* _Description of the task_
Reproduce every line of the material below word for word.
──────── Records supplied
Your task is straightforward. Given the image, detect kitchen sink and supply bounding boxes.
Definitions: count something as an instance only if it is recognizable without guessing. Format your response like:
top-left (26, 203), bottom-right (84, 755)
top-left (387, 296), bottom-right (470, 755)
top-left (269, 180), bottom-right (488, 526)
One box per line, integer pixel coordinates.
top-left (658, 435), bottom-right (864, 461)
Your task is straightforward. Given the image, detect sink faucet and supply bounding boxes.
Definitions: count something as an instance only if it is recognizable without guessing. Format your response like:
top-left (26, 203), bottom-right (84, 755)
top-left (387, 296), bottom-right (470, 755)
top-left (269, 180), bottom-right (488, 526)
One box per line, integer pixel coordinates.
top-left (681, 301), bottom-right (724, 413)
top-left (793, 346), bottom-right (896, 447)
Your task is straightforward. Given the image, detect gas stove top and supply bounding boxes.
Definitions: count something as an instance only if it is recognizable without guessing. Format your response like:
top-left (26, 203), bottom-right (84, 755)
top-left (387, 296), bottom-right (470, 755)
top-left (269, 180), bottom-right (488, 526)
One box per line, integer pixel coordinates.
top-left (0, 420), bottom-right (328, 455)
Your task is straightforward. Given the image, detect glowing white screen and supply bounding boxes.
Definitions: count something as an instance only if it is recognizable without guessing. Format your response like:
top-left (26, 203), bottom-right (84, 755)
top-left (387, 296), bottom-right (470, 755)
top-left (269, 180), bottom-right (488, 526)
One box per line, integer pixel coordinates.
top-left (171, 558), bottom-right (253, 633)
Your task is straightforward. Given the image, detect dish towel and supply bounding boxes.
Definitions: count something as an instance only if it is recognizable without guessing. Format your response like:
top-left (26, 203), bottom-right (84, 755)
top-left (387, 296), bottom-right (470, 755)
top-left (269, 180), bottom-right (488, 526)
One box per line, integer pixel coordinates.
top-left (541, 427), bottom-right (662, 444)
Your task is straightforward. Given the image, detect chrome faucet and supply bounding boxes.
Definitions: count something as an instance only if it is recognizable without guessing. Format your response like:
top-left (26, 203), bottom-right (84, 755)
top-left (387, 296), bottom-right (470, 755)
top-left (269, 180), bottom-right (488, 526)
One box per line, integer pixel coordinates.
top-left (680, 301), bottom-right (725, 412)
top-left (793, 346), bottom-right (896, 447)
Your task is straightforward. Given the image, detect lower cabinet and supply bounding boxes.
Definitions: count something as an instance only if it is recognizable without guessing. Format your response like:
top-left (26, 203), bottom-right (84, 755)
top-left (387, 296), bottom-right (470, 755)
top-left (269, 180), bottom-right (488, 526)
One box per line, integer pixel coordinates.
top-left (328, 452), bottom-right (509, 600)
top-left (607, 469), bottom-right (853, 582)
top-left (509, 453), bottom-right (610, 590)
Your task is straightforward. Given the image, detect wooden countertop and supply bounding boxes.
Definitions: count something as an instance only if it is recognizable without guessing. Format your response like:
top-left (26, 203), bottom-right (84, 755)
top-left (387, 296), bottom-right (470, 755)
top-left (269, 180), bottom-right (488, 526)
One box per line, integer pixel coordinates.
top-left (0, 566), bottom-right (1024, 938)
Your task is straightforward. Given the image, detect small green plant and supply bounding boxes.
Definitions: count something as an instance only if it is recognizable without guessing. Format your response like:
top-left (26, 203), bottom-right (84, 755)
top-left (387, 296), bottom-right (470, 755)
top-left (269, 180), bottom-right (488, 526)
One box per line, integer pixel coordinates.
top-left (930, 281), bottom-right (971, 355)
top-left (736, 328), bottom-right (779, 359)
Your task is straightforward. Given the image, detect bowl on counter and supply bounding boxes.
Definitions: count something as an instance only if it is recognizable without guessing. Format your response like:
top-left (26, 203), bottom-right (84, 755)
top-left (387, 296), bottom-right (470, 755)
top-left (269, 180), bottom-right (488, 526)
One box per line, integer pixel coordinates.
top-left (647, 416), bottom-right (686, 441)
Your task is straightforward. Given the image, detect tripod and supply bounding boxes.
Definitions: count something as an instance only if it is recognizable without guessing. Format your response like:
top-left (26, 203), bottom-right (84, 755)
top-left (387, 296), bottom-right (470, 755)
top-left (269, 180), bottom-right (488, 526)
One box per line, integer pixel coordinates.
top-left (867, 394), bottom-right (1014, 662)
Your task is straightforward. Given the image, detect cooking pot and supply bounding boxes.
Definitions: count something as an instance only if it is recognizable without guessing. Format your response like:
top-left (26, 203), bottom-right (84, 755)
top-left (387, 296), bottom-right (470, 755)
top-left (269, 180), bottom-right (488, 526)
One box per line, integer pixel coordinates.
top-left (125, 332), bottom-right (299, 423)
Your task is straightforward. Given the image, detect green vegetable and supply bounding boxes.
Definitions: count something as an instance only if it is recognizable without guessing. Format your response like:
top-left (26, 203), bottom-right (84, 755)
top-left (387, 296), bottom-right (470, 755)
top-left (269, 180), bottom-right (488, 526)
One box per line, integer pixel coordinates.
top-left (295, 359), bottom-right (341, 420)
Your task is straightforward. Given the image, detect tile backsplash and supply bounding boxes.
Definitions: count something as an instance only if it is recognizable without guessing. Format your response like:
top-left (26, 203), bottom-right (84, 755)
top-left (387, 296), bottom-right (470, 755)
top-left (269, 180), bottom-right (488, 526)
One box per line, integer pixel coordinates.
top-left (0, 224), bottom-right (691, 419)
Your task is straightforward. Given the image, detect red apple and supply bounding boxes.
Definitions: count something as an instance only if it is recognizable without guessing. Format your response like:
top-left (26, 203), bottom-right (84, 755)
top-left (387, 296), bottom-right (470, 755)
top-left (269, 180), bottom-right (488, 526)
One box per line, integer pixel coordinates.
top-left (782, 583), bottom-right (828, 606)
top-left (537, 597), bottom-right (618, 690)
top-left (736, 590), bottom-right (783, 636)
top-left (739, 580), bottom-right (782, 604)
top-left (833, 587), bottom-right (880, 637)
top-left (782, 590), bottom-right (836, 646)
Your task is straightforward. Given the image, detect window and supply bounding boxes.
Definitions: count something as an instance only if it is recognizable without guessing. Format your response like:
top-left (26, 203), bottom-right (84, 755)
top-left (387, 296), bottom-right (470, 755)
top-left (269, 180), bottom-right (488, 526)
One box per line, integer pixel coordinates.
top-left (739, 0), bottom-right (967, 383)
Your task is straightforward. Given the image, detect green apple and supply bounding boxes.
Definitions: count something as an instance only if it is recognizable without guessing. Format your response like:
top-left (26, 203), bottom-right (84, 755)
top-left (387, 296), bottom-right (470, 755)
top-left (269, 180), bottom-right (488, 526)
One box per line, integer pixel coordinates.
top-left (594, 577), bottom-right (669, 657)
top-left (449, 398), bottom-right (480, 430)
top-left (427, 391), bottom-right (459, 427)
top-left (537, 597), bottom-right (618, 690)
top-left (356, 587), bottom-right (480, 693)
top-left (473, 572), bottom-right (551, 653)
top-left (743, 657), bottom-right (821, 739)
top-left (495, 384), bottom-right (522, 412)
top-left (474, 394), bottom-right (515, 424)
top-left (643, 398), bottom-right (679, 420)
────────────────
* _Answer for this exercise_
Your task is straightforward. Given the image, detect kitchen sink and supply bounding boxes.
Definitions: count something as an instance only if it is recognizable without guessing. Format your response like:
top-left (26, 203), bottom-right (84, 755)
top-left (387, 296), bottom-right (470, 755)
top-left (269, 180), bottom-right (488, 526)
One box per line, integer pixel coordinates.
top-left (658, 435), bottom-right (864, 461)
Your task is straightforward. Given the image, detect sink faucet and supply bounding boxes.
Definitions: count something as an instance only if it is recognizable without guessing. Format your response like:
top-left (26, 203), bottom-right (84, 755)
top-left (387, 296), bottom-right (470, 755)
top-left (269, 180), bottom-right (488, 526)
One box per line, integer pixel coordinates.
top-left (681, 301), bottom-right (724, 413)
top-left (793, 346), bottom-right (896, 447)
Your task is straightforward. Given the image, detect gas stove top and supply bounding boxes.
Definitions: count something as an instance only if it is recognizable without guessing. Format your response like:
top-left (26, 203), bottom-right (84, 755)
top-left (387, 296), bottom-right (470, 755)
top-left (269, 180), bottom-right (488, 526)
One box per line, integer pixel coordinates.
top-left (0, 420), bottom-right (328, 455)
Your task is straightforward. Given the image, detect glowing white screen and supply bounding boxes.
Definitions: count something as an instance only if it is recognizable without guessing. Format your response like:
top-left (26, 203), bottom-right (84, 755)
top-left (387, 296), bottom-right (470, 755)
top-left (269, 180), bottom-right (488, 526)
One box per line, integer pixel coordinates.
top-left (171, 558), bottom-right (253, 633)
Your task is straightforward. Given the image, detect dish towel and supply bounding boxes.
Definitions: count something as an instance only if it is recognizable without guessing. Format your response like:
top-left (26, 203), bottom-right (84, 755)
top-left (387, 296), bottom-right (470, 755)
top-left (269, 180), bottom-right (488, 526)
One box per line, integer pixel coordinates.
top-left (541, 427), bottom-right (662, 444)
Your task is straightforward. Given the image, detect chrome faucet and supply bounding boxes.
Definitions: count something as an instance only if it is recognizable without guessing. Format your response like:
top-left (26, 203), bottom-right (84, 755)
top-left (387, 296), bottom-right (470, 755)
top-left (269, 180), bottom-right (488, 526)
One box per line, integer pixel coordinates.
top-left (680, 301), bottom-right (725, 412)
top-left (793, 346), bottom-right (896, 447)
Your task is straightforward. Given the image, detect lower cabinet and supply bounding boxes.
Definitions: count something as an instance only if it is recognizable without guessing. Format your response like:
top-left (26, 203), bottom-right (84, 755)
top-left (387, 296), bottom-right (470, 755)
top-left (269, 180), bottom-right (488, 526)
One box per line, integer pixel coordinates.
top-left (328, 452), bottom-right (509, 600)
top-left (607, 469), bottom-right (853, 582)
top-left (509, 453), bottom-right (610, 590)
Your task is straightforward. Given the image, detect wooden countertop and supply bounding boxes.
Definitions: count something as an instance only if it is recognizable without guessing. Format your response like:
top-left (26, 203), bottom-right (84, 755)
top-left (387, 296), bottom-right (470, 755)
top-left (269, 180), bottom-right (488, 526)
One box per line, integer pixel coordinates.
top-left (0, 566), bottom-right (1024, 938)
Your task is straightforward. Given the image, detect small green plant and supply bounding boxes.
Definitions: count something as an instance only if it is recognizable without guessing. Format your response like:
top-left (26, 203), bottom-right (84, 755)
top-left (387, 296), bottom-right (470, 755)
top-left (269, 180), bottom-right (488, 526)
One box per line, integer pixel coordinates.
top-left (930, 281), bottom-right (971, 355)
top-left (736, 328), bottom-right (779, 359)
Your task is straightforward. Given the image, detect bowl on counter and supply bounding boxes.
Definitions: count something as an instance only if it is recognizable without guessing. Format your response like:
top-left (26, 203), bottom-right (84, 755)
top-left (387, 296), bottom-right (470, 755)
top-left (269, 180), bottom-right (488, 526)
One box per line, integer pixel coordinates.
top-left (647, 416), bottom-right (686, 441)
Your task is straightforward. Given the image, detect tripod and supply bounding boxes.
Definitions: count something as an instance only if it is recognizable without guessing. Format your response like:
top-left (26, 203), bottom-right (84, 755)
top-left (387, 296), bottom-right (470, 755)
top-left (269, 180), bottom-right (488, 526)
One box per line, integer pixel coordinates.
top-left (867, 394), bottom-right (1014, 662)
Your task is straightforward. Given the image, detect cooking pot and supply bounding boxes.
Definitions: count something as an instance only if it is recognizable without guessing. Format your response like:
top-left (26, 203), bottom-right (84, 755)
top-left (387, 296), bottom-right (470, 755)
top-left (269, 180), bottom-right (488, 526)
One box per line, integer pixel coordinates.
top-left (125, 332), bottom-right (299, 423)
Your task is straightforward. Given the image, detect green vegetable and supply bounding boxes.
Definitions: count something as an instance only if it is recognizable without guessing. Format your response like:
top-left (26, 203), bottom-right (84, 755)
top-left (387, 296), bottom-right (470, 755)
top-left (269, 180), bottom-right (488, 526)
One box per line, integer pixel coordinates.
top-left (295, 359), bottom-right (341, 420)
Your task is straightforward. Given the image, detect tile backsplash and supply bounding boxes.
Definitions: count something as an instance only if it is recognizable without guessing. Format your response like:
top-left (26, 203), bottom-right (84, 755)
top-left (387, 296), bottom-right (470, 755)
top-left (269, 180), bottom-right (488, 526)
One box per line, integer pixel coordinates.
top-left (0, 224), bottom-right (691, 419)
Your task is straightforward. Given the image, detect red apple and supply bounding boxes.
Definitions: count something as an instance only if it is recognizable without guessing. Format your response like:
top-left (26, 203), bottom-right (84, 755)
top-left (387, 296), bottom-right (470, 755)
top-left (269, 180), bottom-right (488, 526)
One box per line, integer pixel coordinates.
top-left (782, 583), bottom-right (828, 606)
top-left (537, 597), bottom-right (618, 690)
top-left (736, 590), bottom-right (783, 636)
top-left (739, 580), bottom-right (782, 604)
top-left (833, 587), bottom-right (880, 637)
top-left (782, 590), bottom-right (836, 646)
Your task is straightforward. Given the image, detect window and supply bounding boxes.
Definitions: count something as an instance only if it is recognizable without guessing. Format your response like:
top-left (26, 203), bottom-right (84, 755)
top-left (387, 296), bottom-right (470, 755)
top-left (269, 180), bottom-right (488, 526)
One box per line, integer pixel coordinates.
top-left (739, 0), bottom-right (967, 383)
Your task is straightforward. Given the image, detect green apple and supply bounding boxes.
Definitions: count something as an instance only if it is recognizable without guessing. Format your response like:
top-left (26, 203), bottom-right (84, 755)
top-left (387, 296), bottom-right (470, 755)
top-left (269, 180), bottom-right (488, 526)
One box per line, integer pixel coordinates.
top-left (594, 577), bottom-right (669, 657)
top-left (449, 398), bottom-right (480, 430)
top-left (427, 391), bottom-right (459, 427)
top-left (537, 597), bottom-right (618, 690)
top-left (356, 587), bottom-right (480, 693)
top-left (473, 572), bottom-right (551, 653)
top-left (743, 657), bottom-right (821, 739)
top-left (495, 384), bottom-right (522, 412)
top-left (474, 394), bottom-right (515, 424)
top-left (643, 398), bottom-right (679, 420)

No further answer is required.